:: SUPPLIED TEXT ::
• • •

Using Ca-Alg as a model stimuli-responsive material, here we demonstrated the concept of dynamic microchannel-formation as well as the potential of controlling cell delivery in a temporal manner to facilitate tissue formation. This platform may be further extended by exploiting other materials as porogens that can be degraded using cell-friendly stimuli, such as hydrolysis, MMP-sensitive peptides 47 or photo-degradation. 48 While we used HEK cells as a model cell type to demonstrate the proof-of-principal in this study, the reported method of dynamic microchannel formation may also be applied for other cell types, such as smooth muscle cells and endothelial cells to engineer tubular tissues structures that are of clinical significance.
Conclusion
In summary, here we report a facile method to create microchannel-like structures within hydrogel scaffolds using alginate microfibers that can dissolve upon exposure to EDTA. Using optimized EDTA concentration and duration, this method also allows cell delivery in bulk hydrogels within the formed microchannel structures. Upon exposure to EDTA, a well-defined, interconnected microchannel network was created and cells were free to migrate and form colonies along the channels' internal surfaces, leading to laminar distribution of cells in 3D. The platform reported herein offers spatiotemporal control over cell seeding and distribution. Future iterations of this technique may lead to low-cost, sizable fabrication of engineered tissue grafts with enhanced cell viability and tissue formation efficiency, such as prevascularized tissue engineering building blocks.
Footnotes
Acknowledgments
The authors would like to thank the McCormick Faculty Award and Stanford Bio-X Interdisciplinary Initiative grant for funding. J.H. would like to acknowledge The Amgen Foundation for funding.
Disclosure Statement
This work has been disclosed to the Office of Technology Licensing at Stanford University.

• • •

:: PROBLEM SET ::
1) Answer these questions from the passage on microchannel formation.
(a) Which cell type served as the model cell type in this study?
(b) What causes the alginate microfibers to dissolve?
(c) Which office was this work disclosed to?
2) Decide whether each statement agrees with the passage on microchannel formation. Answer yes or no, and quote the words that settle it.
(a) Endothelial cells were the model cell type used in this study.
(b) J.H. received funding from The Amgen Foundation.
(c) The platform offers spatiotemporal control over cell seeding.
3) Rewrite everything from "Using Ca-Alg as" down to "of clinical significance." in the passage on microchannel formation, swapping "HEK cells" for "fibroblasts".

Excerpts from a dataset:
• • •

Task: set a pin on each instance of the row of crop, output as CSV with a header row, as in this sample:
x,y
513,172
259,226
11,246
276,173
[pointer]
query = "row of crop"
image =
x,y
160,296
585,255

• • •

:: SOLUTIONS FOR EACH TASK ::
1)
(a) HEK cells
(b) Exposure to EDTA
(c) The Office of Technology Licensing at Stanford University

2)
(a) No: "we used HEK cells as a model cell type"
(b) Yes: "J.H. would like to acknowledge The Amgen Foundation for funding."
(c) Yes: "The platform reported herein offers spatiotemporal control over cell seeding and distribution."

3)
Using Ca-Alg as a model stimuli-responsive material, here we demonstrated the concept of dynamic microchannel-formation as well as the potential of controlling cell delivery in a temporal manner to facilitate tissue formation. This platform may be further extended by exploiting other materials as porogens that can be degraded using cell-friendly stimuli, such as hydrolysis, MMP-sensitive peptides 47 or photo-degradation. 48 While we used fibroblasts as a model cell type to demonstrate the proof-of-principal in this study, the reported method of dynamic microchannel formation may also be applied for other cell types, such as smooth muscle cells and endothelial cells to engineer tubular tissues structures that are of clinical significance.